[Opening GIVEN RECORDS section]

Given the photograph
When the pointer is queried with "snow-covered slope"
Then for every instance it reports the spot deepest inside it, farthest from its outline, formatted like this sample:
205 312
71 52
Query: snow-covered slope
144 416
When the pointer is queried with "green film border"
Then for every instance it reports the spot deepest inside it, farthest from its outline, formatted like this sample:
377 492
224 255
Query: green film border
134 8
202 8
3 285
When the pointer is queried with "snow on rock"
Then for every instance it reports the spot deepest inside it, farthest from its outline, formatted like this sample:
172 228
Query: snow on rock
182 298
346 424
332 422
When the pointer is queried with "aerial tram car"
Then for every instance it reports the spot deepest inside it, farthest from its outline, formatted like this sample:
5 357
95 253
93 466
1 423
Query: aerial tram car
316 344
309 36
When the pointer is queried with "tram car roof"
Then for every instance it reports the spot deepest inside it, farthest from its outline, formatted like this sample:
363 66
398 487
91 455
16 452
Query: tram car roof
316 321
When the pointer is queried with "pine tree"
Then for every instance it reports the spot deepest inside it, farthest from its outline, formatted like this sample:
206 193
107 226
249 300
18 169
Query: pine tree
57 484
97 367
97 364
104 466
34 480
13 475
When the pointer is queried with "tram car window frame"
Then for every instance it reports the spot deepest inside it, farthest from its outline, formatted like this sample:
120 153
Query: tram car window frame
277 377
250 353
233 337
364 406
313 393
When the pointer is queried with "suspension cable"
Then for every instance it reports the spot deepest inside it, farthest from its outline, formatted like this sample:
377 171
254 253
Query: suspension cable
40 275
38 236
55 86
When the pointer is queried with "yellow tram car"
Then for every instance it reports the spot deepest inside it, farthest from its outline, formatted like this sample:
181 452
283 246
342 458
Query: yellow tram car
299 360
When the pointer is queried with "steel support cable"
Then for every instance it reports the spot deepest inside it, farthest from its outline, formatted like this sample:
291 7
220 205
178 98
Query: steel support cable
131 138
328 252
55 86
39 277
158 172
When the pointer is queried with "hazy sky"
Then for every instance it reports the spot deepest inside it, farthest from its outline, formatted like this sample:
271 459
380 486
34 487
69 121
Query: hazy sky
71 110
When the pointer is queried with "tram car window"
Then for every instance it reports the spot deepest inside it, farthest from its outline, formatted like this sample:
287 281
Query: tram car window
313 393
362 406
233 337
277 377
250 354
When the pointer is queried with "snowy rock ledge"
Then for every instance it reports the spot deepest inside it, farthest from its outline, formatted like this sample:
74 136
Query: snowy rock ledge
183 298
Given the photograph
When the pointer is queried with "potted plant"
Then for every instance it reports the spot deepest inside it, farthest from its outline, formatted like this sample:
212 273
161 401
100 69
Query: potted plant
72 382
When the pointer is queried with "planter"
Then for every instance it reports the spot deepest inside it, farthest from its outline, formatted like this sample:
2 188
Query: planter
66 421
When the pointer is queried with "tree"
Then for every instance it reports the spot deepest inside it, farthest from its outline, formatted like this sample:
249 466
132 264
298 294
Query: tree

[Closing GIVEN RECORDS section]

• [YOUR OBJECTIVE] Please give back every line of the listing exactly as it stands.

• [TASK ANSWER]
Given the photograph
When the pointer is queried with "snow-covered slope"
Then for every instance it reports the spot deepest inside it, farthest from its outline, formatted like this sample:
205 312
71 52
Query: snow-covered slope
144 416
When the pointer is queried with "green film border"
Then for every instance it reports the spot deepest inside it, farthest from its outline, formatted like this sample:
377 492
224 255
Query: green film border
134 8
202 8
3 285
When the pointer is queried with "snow on rock"
Then for every instance it reports the spot deepest inside it, farthest from its outline, formatted like this sample:
172 228
Query: snow on rock
182 298
346 424
332 422
When the pointer is queried with "aerial tram car"
Then for every instance it reports the spot deepest inside it, farthest from its outline, formatted like this sample:
5 357
95 253
93 466
1 423
Query: aerial tram car
316 344
309 36
When the pointer is queried with "tram car roof"
Then for every instance it reports the spot deepest inside it, farthest from its outline, formatted like this sample:
363 66
398 487
91 455
16 452
Query: tram car roof
316 321
When the pointer is queried with "pine tree"
Then for every instance it reports the spot deepest inside it, farthest from its outline, formatted like this sample:
206 193
107 226
249 300
18 169
Query: pine tree
57 484
97 367
97 364
104 466
34 480
13 475
When the pointer is queried with "tram car window frame"
Then for every instance it reports the spot deepest inside it, farthest from its outline, formatted like this sample:
120 153
Query: tram car window frame
277 377
250 353
233 337
364 406
313 393
When the pointer is queried with "suspension cable"
Then for every instance it reports the spot deepest inside it, farthest from its outline, formatted like this sample:
377 171
254 253
Query: suspension cable
40 275
38 236
55 86
When the pointer is queried with "yellow tram car"
Then for every instance it reports the spot deepest inside it, farthest from its outline, formatted like this sample:
181 452
283 246
342 458
Query: yellow tram car
299 360
When the pointer is queried with "steel support cable"
Then for every instance it reports the spot deepest inside it, farthest from its outline, formatted like this sample:
291 7
220 205
178 98
Query: steel support cable
131 138
328 252
55 86
39 277
158 172
When the pointer is queried with "hazy sky"
Then for every instance it reports the spot deepest inside it, farthest from its outline, formatted like this sample:
271 459
380 486
34 487
69 121
Query: hazy sky
71 110
When the pointer is queried with "tram car window"
Then for every instance it reports the spot deepest inside it, farthest from its outline, formatted like this sample:
287 281
Query: tram car window
313 393
362 406
233 337
277 377
250 354
When the pointer is queried with "snowy rock ledge"
Then for every instance it reports the spot deepest inside it, farthest from its outline, formatted like this sample:
74 136
Query: snowy rock ledge
183 298
Given the photograph
When the pointer is queried with "potted plant"
Then for every instance it reports the spot deepest inside it, farthest from its outline, formatted like this sample:
212 273
161 401
100 69
Query: potted plant
72 382
When the pointer is queried with "planter"
Then for every instance it reports the spot deepest inside it, farthest from its outline, formatted like this sample:
2 188
Query: planter
66 421
When the pointer is queried with "tree"
Then for every instance it reports the spot deepest inside it, farthest from its outline, formatted like this sample:
249 466
132 264
298 294
Query: tree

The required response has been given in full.